■ **Task details**
Your whole reply should be the lines from the one that contains "the ear shown" through the last line of the listing, copied exactly.
● ● ● ● ●
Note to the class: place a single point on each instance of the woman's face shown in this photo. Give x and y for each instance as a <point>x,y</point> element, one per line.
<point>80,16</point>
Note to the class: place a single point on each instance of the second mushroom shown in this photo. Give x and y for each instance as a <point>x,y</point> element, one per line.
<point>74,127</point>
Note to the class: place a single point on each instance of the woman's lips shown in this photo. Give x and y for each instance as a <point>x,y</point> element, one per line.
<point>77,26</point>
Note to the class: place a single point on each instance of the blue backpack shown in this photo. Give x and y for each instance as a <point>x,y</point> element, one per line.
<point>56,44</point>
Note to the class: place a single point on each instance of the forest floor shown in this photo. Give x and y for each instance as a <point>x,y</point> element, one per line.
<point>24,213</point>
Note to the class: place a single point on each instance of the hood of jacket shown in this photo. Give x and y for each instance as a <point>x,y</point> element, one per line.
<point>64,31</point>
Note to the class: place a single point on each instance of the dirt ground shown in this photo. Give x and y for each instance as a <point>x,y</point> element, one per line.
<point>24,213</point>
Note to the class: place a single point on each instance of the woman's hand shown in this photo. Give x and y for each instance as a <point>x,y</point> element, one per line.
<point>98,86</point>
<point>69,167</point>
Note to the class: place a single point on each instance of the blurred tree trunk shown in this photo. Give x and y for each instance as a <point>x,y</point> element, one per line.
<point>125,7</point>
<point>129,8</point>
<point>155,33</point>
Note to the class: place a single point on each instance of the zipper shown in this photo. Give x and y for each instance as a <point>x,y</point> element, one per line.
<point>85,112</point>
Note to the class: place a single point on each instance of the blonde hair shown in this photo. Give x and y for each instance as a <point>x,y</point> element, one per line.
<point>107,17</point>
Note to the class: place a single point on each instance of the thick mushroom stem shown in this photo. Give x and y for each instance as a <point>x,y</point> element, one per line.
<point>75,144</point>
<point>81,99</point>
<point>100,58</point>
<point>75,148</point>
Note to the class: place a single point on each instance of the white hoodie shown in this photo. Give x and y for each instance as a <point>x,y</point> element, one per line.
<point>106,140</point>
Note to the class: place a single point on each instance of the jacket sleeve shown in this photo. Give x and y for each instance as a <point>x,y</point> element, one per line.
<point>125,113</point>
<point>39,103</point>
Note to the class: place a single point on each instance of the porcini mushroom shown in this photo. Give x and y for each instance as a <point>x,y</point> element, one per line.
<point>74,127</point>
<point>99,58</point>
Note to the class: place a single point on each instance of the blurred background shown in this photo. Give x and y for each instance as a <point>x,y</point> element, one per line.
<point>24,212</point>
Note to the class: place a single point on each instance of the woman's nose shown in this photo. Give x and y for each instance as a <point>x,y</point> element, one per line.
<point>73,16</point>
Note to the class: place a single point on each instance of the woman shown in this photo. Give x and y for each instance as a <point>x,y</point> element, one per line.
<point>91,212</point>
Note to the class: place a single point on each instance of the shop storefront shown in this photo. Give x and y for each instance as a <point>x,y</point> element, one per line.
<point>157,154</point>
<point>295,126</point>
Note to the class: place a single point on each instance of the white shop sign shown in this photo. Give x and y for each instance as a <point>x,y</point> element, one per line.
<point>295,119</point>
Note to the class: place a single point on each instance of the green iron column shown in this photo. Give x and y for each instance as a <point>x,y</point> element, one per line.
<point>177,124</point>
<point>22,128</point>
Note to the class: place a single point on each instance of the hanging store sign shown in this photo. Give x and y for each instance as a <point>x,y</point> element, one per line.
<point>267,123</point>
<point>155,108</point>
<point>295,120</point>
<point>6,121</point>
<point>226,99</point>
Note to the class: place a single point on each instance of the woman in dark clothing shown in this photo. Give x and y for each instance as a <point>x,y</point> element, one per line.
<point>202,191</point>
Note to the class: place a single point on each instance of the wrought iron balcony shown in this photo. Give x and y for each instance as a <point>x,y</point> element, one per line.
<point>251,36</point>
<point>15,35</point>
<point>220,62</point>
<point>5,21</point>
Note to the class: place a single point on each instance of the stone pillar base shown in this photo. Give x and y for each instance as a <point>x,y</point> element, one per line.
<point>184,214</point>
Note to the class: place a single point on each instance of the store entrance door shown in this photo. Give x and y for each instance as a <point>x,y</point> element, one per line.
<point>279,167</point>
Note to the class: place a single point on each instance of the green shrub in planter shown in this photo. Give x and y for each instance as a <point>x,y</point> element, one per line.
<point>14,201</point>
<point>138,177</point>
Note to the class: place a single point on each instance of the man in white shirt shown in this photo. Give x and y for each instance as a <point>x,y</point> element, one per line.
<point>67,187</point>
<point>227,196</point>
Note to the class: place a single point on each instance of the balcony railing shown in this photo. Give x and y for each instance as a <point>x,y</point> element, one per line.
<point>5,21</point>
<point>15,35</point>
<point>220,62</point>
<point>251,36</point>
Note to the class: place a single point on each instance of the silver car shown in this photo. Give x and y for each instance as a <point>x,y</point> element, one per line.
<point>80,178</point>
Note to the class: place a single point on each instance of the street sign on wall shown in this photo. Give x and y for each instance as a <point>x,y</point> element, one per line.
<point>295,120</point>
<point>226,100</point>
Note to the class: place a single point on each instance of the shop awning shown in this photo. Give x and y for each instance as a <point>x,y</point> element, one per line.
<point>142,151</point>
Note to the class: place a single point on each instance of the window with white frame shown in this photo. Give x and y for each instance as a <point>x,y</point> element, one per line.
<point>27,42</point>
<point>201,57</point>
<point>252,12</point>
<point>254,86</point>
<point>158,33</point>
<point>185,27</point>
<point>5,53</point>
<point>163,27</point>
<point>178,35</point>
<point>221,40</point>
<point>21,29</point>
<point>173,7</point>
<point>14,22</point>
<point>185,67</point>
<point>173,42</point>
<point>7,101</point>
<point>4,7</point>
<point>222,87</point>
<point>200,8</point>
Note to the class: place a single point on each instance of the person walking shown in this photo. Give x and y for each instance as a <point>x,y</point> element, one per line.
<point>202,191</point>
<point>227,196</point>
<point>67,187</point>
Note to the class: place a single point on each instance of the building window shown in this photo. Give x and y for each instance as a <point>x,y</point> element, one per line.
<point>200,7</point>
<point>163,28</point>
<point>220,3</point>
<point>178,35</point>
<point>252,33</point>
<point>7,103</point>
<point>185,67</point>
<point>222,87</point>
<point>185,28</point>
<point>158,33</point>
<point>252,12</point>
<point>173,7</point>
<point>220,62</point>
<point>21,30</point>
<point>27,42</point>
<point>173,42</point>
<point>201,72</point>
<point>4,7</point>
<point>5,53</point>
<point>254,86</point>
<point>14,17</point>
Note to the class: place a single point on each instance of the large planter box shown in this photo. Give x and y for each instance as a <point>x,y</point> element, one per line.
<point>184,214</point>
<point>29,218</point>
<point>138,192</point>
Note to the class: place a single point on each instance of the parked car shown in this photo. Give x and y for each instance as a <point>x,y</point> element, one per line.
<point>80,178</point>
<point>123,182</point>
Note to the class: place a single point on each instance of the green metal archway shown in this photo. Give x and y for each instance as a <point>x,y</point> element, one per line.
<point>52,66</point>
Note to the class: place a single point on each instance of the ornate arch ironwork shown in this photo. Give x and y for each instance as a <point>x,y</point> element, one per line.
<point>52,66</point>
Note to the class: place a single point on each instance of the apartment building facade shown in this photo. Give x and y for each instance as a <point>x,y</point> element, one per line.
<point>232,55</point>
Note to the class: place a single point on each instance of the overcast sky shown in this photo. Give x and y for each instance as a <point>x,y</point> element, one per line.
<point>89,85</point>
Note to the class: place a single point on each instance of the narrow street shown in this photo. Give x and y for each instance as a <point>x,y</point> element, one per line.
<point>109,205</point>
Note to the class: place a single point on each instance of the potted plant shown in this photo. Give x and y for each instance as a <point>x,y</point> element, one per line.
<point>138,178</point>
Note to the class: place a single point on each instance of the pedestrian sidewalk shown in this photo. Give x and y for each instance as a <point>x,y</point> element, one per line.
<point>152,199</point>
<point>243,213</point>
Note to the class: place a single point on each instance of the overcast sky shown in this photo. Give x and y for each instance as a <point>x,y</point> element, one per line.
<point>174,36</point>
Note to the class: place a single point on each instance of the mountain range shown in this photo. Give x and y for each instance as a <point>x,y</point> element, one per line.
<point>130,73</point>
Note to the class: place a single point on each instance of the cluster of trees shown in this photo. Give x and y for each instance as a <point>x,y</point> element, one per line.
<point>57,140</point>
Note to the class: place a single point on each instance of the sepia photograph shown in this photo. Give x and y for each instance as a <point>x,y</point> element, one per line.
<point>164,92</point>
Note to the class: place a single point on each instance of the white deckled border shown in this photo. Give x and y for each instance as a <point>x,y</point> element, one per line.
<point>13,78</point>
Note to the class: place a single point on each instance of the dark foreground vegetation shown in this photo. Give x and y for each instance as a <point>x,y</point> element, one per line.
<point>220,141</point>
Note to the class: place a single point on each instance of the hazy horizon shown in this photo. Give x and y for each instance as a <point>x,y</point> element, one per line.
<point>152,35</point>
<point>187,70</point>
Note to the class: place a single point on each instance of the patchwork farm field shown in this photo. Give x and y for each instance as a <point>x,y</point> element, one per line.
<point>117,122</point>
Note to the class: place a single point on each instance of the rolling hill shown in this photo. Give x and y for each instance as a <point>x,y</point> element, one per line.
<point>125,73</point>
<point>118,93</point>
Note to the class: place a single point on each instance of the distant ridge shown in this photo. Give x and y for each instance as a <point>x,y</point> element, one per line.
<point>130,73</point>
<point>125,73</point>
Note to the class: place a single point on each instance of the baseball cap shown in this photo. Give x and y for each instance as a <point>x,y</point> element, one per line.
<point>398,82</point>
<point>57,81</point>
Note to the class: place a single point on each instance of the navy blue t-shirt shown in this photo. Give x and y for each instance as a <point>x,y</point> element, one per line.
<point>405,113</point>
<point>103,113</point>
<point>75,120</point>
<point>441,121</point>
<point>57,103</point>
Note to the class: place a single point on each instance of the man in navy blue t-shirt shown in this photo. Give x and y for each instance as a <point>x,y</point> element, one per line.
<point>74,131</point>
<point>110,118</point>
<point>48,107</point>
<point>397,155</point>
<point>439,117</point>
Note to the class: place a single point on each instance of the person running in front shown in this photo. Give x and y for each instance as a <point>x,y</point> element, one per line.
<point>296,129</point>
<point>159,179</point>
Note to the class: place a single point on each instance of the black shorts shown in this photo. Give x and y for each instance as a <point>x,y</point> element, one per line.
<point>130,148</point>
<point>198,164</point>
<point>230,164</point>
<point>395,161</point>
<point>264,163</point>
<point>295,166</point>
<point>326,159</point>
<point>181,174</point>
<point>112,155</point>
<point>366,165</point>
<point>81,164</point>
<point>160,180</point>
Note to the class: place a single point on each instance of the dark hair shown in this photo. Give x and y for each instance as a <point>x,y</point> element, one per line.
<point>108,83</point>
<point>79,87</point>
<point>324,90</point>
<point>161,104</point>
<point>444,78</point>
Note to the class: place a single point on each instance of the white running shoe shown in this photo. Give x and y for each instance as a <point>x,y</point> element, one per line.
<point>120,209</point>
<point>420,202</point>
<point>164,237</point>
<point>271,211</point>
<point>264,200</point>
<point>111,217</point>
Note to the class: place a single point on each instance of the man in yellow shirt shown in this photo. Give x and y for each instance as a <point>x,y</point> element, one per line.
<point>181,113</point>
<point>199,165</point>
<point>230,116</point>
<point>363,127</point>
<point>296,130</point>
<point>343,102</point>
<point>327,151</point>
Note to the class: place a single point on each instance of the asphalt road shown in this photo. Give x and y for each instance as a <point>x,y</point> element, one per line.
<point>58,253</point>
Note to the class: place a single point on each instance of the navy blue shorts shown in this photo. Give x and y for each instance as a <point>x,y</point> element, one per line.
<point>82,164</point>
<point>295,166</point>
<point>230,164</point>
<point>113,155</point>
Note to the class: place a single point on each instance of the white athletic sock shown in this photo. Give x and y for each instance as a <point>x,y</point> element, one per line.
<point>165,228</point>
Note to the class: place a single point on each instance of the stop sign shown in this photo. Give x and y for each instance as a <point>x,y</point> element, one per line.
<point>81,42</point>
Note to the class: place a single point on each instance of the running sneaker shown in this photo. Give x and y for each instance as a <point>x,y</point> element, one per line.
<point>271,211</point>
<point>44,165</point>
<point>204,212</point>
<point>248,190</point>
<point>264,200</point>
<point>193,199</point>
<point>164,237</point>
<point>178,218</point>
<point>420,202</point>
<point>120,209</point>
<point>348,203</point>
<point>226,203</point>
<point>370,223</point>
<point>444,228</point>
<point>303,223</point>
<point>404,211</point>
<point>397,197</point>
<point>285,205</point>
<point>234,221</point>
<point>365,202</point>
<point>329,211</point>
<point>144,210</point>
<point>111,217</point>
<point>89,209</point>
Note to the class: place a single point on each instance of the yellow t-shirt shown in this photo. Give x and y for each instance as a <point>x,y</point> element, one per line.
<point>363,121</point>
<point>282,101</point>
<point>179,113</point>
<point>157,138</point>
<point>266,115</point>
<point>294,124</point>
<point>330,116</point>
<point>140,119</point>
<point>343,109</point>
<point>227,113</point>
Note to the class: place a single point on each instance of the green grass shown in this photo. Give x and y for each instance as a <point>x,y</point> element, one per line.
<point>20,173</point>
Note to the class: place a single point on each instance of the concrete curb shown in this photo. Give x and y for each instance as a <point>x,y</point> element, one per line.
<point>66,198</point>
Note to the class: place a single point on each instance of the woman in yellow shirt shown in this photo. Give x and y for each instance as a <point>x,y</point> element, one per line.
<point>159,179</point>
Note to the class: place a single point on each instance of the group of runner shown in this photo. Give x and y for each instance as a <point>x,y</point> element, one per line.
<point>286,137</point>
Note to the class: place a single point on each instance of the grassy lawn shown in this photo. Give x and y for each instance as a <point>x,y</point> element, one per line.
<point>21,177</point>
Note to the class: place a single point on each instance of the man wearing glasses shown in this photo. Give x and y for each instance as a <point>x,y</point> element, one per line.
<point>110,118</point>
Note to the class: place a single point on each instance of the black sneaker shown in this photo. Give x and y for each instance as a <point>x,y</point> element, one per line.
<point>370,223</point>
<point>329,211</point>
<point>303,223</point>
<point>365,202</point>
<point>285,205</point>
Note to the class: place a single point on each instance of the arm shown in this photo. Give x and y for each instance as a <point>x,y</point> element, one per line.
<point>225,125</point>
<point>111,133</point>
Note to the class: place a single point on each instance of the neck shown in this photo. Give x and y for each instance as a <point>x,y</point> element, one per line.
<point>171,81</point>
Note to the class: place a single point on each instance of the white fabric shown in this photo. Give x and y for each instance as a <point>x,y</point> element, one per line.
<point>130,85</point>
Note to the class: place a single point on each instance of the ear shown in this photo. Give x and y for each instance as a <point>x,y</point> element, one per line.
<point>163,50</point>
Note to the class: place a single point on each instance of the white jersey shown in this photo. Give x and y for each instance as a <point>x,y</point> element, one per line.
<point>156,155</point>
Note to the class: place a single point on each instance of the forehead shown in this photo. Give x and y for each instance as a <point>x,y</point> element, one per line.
● ● ● ● ●
■ **Answer box**
Note to the class: place a single point on each instance of the ear shown in this photo. Give x and y for each instance as a <point>x,y</point> element, one per line.
<point>163,50</point>
Note to the class: place a single point on each instance of the white jersey shown in this photo. Give x and y for each instance as a <point>x,y</point> element, one per line.
<point>156,155</point>
Note to the class: place a single point on each instance of the forehead shown in this photo. Give x and y for each instance as a <point>x,y</point> element, one per line.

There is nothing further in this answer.